◆ EXERCISE TASK:
Find every row below that contains the string "tree", treating uppercase and lowercase as distinct, and copy each of those rows in full.

=-=-=

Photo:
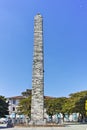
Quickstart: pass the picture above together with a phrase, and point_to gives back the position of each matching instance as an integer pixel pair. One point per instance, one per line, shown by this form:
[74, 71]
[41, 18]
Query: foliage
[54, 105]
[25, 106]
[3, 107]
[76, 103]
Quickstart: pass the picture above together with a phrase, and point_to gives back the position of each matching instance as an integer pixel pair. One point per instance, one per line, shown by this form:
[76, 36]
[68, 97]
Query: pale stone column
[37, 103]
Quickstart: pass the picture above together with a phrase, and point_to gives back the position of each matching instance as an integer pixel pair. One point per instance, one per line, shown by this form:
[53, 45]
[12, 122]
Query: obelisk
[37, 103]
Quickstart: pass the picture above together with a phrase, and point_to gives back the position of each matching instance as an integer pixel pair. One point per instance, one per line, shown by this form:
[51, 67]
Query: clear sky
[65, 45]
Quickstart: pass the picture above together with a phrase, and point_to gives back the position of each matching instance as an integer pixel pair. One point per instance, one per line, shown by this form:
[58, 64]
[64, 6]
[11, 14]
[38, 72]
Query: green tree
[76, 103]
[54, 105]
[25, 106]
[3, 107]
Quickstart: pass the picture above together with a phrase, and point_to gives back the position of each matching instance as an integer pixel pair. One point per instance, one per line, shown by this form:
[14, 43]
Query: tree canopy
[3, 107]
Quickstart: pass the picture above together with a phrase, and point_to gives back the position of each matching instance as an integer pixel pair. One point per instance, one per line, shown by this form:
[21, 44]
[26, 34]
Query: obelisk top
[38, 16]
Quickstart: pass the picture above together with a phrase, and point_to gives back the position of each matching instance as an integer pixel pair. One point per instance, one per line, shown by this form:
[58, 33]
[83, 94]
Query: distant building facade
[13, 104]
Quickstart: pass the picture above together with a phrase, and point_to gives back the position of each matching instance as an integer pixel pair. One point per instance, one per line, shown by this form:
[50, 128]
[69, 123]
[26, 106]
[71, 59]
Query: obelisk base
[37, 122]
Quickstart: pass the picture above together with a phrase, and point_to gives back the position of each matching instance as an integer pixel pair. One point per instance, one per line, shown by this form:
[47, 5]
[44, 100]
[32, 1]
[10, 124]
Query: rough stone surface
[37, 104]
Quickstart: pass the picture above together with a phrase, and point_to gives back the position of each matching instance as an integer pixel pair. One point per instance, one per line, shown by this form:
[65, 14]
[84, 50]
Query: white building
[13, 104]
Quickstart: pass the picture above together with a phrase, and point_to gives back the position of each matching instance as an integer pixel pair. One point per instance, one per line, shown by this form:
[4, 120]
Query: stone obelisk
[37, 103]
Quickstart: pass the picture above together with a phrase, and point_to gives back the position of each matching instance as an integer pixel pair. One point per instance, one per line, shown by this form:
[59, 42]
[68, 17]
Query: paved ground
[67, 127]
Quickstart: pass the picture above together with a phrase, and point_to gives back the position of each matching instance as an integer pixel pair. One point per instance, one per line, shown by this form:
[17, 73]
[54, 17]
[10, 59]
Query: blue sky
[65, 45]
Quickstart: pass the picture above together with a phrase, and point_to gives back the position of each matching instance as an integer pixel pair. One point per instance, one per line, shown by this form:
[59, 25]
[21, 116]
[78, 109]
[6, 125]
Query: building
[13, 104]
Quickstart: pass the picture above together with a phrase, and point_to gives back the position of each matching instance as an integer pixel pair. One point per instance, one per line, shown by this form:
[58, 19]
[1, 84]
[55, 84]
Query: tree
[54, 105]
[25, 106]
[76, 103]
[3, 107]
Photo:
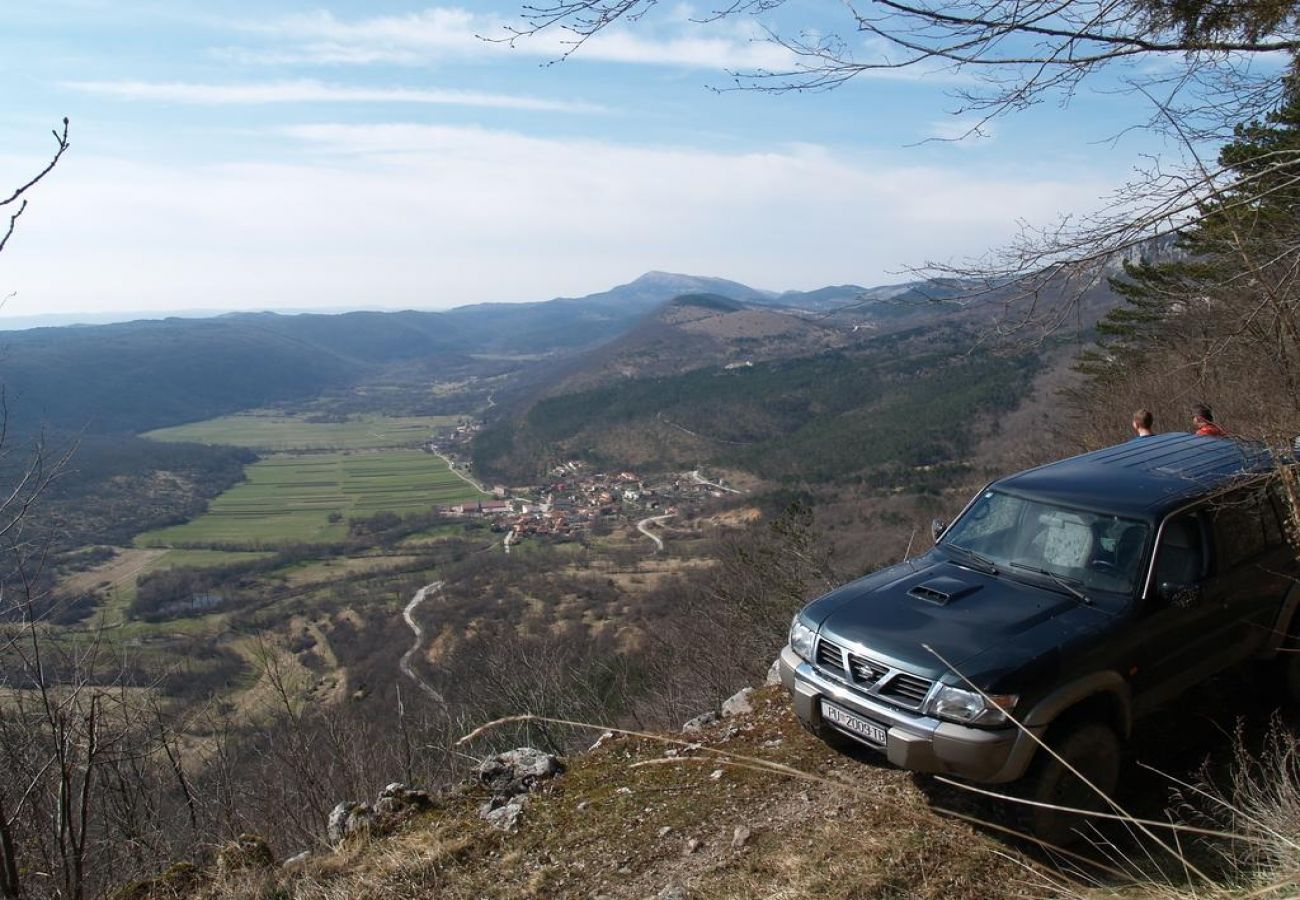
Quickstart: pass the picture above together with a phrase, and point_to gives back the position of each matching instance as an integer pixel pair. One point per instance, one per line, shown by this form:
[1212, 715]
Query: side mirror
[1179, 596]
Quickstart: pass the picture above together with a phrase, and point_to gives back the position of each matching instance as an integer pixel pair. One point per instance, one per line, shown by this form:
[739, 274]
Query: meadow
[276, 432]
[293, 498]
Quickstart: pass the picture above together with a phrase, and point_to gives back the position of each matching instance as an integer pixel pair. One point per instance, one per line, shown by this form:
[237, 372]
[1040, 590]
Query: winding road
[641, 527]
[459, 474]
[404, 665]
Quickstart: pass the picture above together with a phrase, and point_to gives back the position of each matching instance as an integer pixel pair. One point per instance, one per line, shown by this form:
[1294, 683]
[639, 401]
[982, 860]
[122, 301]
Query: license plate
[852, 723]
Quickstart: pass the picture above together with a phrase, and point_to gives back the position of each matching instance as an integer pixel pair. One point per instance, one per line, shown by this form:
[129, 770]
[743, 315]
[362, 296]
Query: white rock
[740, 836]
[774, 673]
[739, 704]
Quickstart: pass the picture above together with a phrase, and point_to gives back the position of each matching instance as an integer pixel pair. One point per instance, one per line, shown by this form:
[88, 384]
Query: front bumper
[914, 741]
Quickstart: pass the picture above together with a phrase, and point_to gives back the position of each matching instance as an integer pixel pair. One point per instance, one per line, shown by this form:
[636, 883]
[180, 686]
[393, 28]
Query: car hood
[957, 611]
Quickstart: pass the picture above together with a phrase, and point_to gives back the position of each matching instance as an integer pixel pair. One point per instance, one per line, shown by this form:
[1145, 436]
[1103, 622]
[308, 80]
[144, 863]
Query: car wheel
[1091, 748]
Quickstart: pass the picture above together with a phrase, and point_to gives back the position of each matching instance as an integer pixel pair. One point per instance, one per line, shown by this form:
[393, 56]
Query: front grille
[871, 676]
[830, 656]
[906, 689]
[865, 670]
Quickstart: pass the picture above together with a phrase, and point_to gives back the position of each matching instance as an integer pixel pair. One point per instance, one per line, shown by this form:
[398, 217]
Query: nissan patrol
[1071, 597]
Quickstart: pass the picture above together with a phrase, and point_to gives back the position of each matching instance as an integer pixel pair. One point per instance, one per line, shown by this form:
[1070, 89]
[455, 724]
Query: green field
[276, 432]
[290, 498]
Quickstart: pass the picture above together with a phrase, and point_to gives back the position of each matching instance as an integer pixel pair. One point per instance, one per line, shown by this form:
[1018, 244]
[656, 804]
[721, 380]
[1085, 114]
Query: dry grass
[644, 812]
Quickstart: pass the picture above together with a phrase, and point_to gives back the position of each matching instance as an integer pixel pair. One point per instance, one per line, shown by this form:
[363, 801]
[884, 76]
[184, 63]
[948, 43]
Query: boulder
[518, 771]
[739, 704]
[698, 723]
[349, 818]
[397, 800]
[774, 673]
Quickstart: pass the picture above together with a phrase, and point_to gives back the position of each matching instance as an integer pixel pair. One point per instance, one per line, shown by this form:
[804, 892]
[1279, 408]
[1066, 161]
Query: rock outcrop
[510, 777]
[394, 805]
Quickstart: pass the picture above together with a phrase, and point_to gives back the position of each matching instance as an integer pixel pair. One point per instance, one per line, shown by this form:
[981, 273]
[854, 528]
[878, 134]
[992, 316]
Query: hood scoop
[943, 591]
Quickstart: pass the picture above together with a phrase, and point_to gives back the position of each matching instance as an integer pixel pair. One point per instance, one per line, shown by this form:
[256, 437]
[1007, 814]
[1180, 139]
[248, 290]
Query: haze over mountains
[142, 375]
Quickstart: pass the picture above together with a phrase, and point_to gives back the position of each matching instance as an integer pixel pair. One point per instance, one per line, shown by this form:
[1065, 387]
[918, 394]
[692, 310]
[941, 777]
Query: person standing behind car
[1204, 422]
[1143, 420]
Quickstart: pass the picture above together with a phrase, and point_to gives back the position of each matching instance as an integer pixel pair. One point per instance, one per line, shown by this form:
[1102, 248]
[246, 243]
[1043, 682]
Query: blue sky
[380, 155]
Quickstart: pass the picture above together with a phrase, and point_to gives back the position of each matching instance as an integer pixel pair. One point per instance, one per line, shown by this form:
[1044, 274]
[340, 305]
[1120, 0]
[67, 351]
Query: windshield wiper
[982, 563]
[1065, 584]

=-=-=

◆ EXERCISE OUTPUT:
Query: green tree
Query: tree canopy
Query: tree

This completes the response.